▶ [Passage for review]:
Appointment-Only versus Public Wineries by Region
Book: Wine Grape Varieties in California I came across this excellent book recently. It was
published in 2003 and authored by ten scholars either at UC Davis or part of the University of California
Cooperative Extension Program. It is a reference book that was the first comprehensive wine grape variety
publication covering all wine growing regions of California. Organized by grape variety, each section includes a
discussion of the wine grapevine structure and terms that you often hear at wineries but never understood such
as peticle, node, peduncle, rachis and pedicel. Also included are ripening periods, regional ripening dates,
proper rootstock selection and appropriate trellis systems. There are valuable illustrations as well as
photographs of clusters on the vine and leaves to show morphology. Minor wine grape varieties are also
included in a summary format. A few interesting factoids about Chardonnay in the book: In 1960, there were an
estimated 150 acres planted and by 2000, 103,491 acres planted, becoming the most widely planted wine
grape variety in California. Besides the well-known Wente and Dijon clones, the Chardonnay musqué
selections include Rued, See’s, Spring Mountain and Sterling. There are nearly 100 clones and sub-clones
available. Since it is one of the first varieties to begin growth in the spring, it is susceptible to frost injury.
Chardonnay is also susceptible to powdery mildew and Pierce’s disease. A few interesting factoids about Pinot
Noir in the book: It is the oldest cultivated variety of genus Vitus and was described by Roman authors in the
1st century. Early bud break puts it at risk for spring frost. There are more clones of Pinot Noir than any other
wine grape variety and most are from France. In 2003, there were 50 selections commercially available as
FPS-registered selections but this has certainly increased since then. Pinot Noir is susceptible to bunch rot,
Pierce’s disease and thrips. $25 on Amazon.
Proposition 65 Warning The State of California lists substances known to cause cancer, birth defects
or reproductive harm in Proposition 65, also called the Safe Drinking Water and Toxic Enforcement Act. Alcohol
is one of the substances. The Proposition was enacted in 1986 and led to back label warnings on wine bottles.
On August 30, 2018, new more detailed and complex regulations took effect and businesses must be vigilant to
remain in compliance. California DTC shipments must include Prop 65 warnings, whether the wine is coming
from inside or outside the state. If the wine container or wine shipment containers contain BPA (tin in bottle
caps for example), then an alcohol warning and a Prop 65 warning must be included on the outside or inside
the box where the consumer can easily see and read the warning statements:
WARNING: This product can expose you to chemicals including Bisphenol A
(BPA), which are known to the State of California to cause birth defects or other
WARNING: Drinking distilled spirits, beer, coolers, wine and other alcoholic
beverages may increase cancer risk, and, during pregnancy, can cause birth
The warnings should also be posted in the winery’s tasting room and on the website.

▶ [Data supplied]:

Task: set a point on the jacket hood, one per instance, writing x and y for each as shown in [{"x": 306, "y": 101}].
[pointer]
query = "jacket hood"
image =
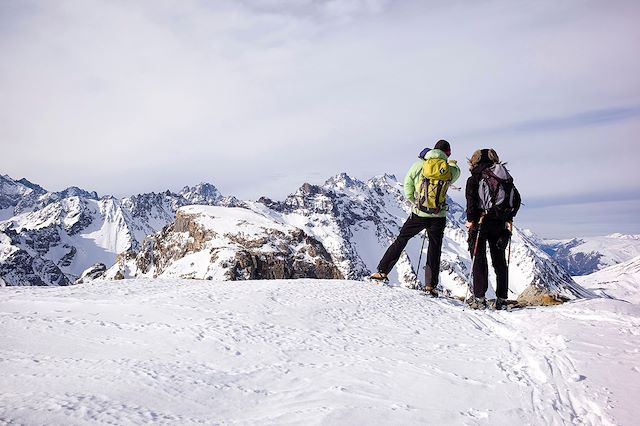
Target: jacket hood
[
  {"x": 436, "y": 153},
  {"x": 479, "y": 168}
]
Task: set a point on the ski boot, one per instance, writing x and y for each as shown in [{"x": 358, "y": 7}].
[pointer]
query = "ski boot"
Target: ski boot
[
  {"x": 430, "y": 291},
  {"x": 379, "y": 277},
  {"x": 477, "y": 302}
]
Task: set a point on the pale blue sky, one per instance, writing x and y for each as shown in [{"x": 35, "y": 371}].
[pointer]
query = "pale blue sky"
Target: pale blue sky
[{"x": 258, "y": 97}]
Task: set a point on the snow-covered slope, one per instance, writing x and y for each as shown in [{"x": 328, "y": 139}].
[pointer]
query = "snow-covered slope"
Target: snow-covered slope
[
  {"x": 620, "y": 281},
  {"x": 51, "y": 238},
  {"x": 356, "y": 222},
  {"x": 308, "y": 352},
  {"x": 583, "y": 256}
]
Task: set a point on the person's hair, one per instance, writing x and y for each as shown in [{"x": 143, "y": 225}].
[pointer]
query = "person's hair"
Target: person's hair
[{"x": 487, "y": 155}]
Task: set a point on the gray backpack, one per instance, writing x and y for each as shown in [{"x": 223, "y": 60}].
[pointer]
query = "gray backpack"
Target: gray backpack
[{"x": 499, "y": 198}]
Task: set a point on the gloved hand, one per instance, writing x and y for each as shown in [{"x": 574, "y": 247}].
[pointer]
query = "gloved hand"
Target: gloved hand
[
  {"x": 505, "y": 236},
  {"x": 471, "y": 239}
]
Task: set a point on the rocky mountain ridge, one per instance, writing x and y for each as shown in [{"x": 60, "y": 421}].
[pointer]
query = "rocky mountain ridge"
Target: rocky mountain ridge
[
  {"x": 50, "y": 238},
  {"x": 350, "y": 220}
]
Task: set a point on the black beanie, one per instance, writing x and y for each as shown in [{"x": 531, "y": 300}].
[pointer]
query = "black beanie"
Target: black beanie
[{"x": 442, "y": 145}]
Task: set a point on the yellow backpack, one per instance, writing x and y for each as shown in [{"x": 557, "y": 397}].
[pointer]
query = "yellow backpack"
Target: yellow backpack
[{"x": 435, "y": 180}]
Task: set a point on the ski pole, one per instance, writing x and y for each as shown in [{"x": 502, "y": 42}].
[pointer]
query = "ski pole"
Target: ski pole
[
  {"x": 424, "y": 237},
  {"x": 473, "y": 259},
  {"x": 510, "y": 228}
]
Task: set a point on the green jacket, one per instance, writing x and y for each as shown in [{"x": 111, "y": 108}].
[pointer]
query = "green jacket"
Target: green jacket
[{"x": 414, "y": 175}]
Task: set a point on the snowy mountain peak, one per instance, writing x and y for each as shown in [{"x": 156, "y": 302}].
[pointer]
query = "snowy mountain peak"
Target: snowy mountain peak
[
  {"x": 343, "y": 181},
  {"x": 74, "y": 191},
  {"x": 31, "y": 185},
  {"x": 203, "y": 193},
  {"x": 624, "y": 236}
]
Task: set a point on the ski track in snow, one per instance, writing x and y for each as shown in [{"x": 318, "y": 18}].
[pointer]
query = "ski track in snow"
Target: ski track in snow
[{"x": 308, "y": 352}]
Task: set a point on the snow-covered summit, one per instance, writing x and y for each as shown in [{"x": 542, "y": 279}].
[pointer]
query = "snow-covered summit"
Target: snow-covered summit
[
  {"x": 619, "y": 281},
  {"x": 203, "y": 193},
  {"x": 585, "y": 255},
  {"x": 192, "y": 352}
]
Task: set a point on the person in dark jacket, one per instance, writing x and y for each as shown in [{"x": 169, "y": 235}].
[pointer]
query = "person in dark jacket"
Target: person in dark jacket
[{"x": 495, "y": 229}]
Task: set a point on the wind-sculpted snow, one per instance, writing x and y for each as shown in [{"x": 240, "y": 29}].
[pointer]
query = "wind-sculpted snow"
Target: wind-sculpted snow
[
  {"x": 308, "y": 352},
  {"x": 620, "y": 281}
]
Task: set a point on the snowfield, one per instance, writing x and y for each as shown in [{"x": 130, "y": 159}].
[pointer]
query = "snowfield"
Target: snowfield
[{"x": 308, "y": 352}]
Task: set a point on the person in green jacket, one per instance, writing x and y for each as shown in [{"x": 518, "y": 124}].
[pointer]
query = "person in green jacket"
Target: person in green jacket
[{"x": 433, "y": 222}]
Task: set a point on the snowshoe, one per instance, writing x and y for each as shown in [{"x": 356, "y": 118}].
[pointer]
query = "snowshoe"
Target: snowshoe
[{"x": 501, "y": 304}]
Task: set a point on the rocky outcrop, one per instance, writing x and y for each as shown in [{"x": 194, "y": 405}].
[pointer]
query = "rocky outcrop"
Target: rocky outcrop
[
  {"x": 230, "y": 244},
  {"x": 95, "y": 272}
]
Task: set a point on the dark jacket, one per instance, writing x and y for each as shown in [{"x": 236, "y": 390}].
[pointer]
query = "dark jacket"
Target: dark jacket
[{"x": 473, "y": 198}]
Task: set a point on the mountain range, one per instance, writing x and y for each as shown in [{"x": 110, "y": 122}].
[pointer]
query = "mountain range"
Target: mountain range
[{"x": 335, "y": 230}]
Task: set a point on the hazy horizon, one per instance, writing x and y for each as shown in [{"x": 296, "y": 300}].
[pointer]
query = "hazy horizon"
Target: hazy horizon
[{"x": 258, "y": 97}]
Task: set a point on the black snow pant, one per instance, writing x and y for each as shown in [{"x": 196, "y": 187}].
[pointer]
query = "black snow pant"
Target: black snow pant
[
  {"x": 497, "y": 236},
  {"x": 414, "y": 225}
]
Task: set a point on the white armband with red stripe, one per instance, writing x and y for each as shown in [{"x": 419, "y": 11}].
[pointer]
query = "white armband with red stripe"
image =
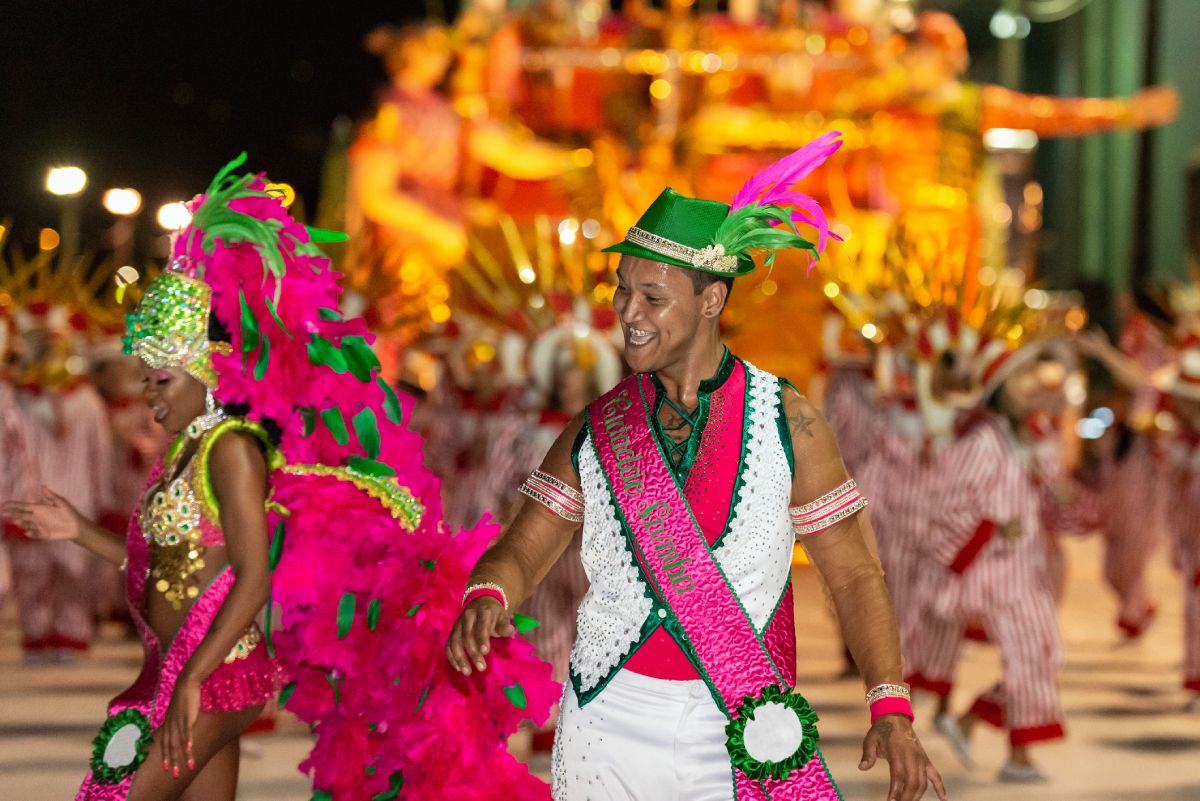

▶ [Brief]:
Copy everything in the wine book review from "Chardonnay is also" down to "thrips. $25 on Amazon.", swapping "thrips" for "leafhoppers". The items play no part in this work.

▶ [Answer space]:
Chardonnay is also susceptible to powdery mildew and Pierce’s disease. A few interesting factoids about Pinot
Noir in the book: It is the oldest cultivated variety of genus Vitus and was described by Roman authors in the
1st century. Early bud break puts it at risk for spring frost. There are more clones of Pinot Noir than any other
wine grape variety and most are from France. In 2003, there were 50 selections commercially available as
FPS-registered selections but this has certainly increased since then. Pinot Noir is susceptible to bunch rot,
Pierce’s disease and leafhoppers. $25 on Amazon.